[Start ENTRIES PROVIDED]

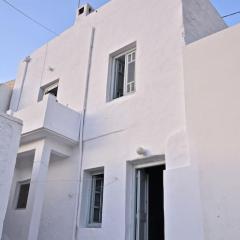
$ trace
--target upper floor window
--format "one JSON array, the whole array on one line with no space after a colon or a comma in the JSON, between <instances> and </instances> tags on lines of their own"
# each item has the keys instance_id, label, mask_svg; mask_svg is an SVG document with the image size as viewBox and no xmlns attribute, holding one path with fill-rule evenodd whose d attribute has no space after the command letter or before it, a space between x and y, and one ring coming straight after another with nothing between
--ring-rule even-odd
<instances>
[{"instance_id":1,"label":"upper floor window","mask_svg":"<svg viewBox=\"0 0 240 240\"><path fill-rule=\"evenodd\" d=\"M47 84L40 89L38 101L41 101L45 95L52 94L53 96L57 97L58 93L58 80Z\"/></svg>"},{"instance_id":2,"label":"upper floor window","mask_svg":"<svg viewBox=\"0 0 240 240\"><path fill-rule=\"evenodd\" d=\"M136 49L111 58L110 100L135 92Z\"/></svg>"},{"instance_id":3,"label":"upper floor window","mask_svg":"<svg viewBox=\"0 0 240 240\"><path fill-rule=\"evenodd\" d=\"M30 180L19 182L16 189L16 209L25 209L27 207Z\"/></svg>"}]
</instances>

[End ENTRIES PROVIDED]

→ WHAT YOU SHOULD DO
Will you restate every entry word for word and omit the images?

→ FULL RESPONSE
$ trace
--target upper floor window
--format "one JSON array, the whole array on one line with no space after a colon or a comma in the JSON, between <instances> and </instances> tags on lines of their own"
# each item has the keys instance_id, label, mask_svg; mask_svg is an SVG document with the image size as viewBox and no xmlns attribute, holding one path with fill-rule evenodd whose d attribute has no space after the command letter or before it, a space between x and y, and one ring coming straight after another with nothing between
--ring-rule even-odd
<instances>
[{"instance_id":1,"label":"upper floor window","mask_svg":"<svg viewBox=\"0 0 240 240\"><path fill-rule=\"evenodd\" d=\"M47 84L40 89L38 101L41 101L45 95L52 94L53 96L57 97L58 93L58 80Z\"/></svg>"},{"instance_id":2,"label":"upper floor window","mask_svg":"<svg viewBox=\"0 0 240 240\"><path fill-rule=\"evenodd\" d=\"M136 49L111 58L110 100L135 92Z\"/></svg>"},{"instance_id":3,"label":"upper floor window","mask_svg":"<svg viewBox=\"0 0 240 240\"><path fill-rule=\"evenodd\" d=\"M30 180L19 182L16 189L16 209L25 209L27 207Z\"/></svg>"}]
</instances>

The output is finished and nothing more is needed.